### Task requirements
Reproduce without change everything from the line containing "Where can the door" down to the line containing "column 479, row 426", both included, and nothing else from the items.

### Material for the task
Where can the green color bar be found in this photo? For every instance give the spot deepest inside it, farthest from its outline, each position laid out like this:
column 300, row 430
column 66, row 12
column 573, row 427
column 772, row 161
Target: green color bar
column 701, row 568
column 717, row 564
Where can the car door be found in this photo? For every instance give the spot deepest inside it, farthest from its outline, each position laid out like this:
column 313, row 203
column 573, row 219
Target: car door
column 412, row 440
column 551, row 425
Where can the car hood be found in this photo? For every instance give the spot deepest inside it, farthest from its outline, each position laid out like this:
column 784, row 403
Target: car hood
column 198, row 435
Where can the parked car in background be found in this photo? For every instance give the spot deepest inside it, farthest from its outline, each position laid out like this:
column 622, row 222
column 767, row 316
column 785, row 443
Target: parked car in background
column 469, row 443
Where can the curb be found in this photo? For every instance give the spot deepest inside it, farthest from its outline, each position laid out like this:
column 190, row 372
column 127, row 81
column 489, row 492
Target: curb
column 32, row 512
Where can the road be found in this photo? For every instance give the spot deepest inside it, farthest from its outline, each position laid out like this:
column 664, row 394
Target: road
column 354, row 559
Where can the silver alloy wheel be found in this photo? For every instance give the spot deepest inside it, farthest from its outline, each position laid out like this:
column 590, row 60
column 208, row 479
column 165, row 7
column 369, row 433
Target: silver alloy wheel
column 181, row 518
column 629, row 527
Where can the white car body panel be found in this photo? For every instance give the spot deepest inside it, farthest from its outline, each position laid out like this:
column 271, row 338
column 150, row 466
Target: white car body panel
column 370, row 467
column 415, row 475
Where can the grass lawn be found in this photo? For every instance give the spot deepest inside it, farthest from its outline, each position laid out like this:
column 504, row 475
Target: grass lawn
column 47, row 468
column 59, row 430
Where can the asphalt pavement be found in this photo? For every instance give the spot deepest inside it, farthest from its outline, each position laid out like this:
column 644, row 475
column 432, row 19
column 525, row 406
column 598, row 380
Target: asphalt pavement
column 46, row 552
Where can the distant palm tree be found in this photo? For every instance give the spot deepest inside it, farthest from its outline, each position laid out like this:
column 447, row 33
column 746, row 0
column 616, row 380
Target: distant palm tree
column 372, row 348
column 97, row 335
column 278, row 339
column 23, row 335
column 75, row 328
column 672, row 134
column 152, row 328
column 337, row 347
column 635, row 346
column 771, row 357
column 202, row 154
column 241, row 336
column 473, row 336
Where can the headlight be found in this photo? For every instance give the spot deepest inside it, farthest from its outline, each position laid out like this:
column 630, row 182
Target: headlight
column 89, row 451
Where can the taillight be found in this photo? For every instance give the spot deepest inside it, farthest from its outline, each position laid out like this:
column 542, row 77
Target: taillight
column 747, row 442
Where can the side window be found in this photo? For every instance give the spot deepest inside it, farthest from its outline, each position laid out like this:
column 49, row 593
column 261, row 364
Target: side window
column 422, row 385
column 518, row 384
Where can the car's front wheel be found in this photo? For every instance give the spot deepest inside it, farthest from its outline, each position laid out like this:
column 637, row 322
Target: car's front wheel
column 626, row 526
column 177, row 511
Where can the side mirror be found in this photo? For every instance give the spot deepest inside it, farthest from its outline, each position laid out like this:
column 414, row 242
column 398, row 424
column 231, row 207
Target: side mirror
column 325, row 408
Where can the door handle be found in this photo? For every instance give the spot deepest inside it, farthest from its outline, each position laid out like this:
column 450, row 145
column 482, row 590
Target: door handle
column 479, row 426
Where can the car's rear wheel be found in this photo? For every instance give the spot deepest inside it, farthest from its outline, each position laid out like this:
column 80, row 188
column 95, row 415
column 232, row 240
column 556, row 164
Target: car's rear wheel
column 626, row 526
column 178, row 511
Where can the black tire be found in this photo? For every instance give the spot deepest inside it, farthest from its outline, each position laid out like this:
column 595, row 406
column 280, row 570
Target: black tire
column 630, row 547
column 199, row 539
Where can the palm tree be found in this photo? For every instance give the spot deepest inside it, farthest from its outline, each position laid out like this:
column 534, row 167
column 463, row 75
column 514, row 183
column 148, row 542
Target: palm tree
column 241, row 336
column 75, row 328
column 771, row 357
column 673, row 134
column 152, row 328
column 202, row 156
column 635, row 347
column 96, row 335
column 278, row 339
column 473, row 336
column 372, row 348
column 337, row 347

### Task response
Where can the door handle be found in this photo? For every instance give the spot deepest inside it, farthest from its outline, each position laid out like this:
column 450, row 145
column 482, row 590
Target: door handle
column 479, row 426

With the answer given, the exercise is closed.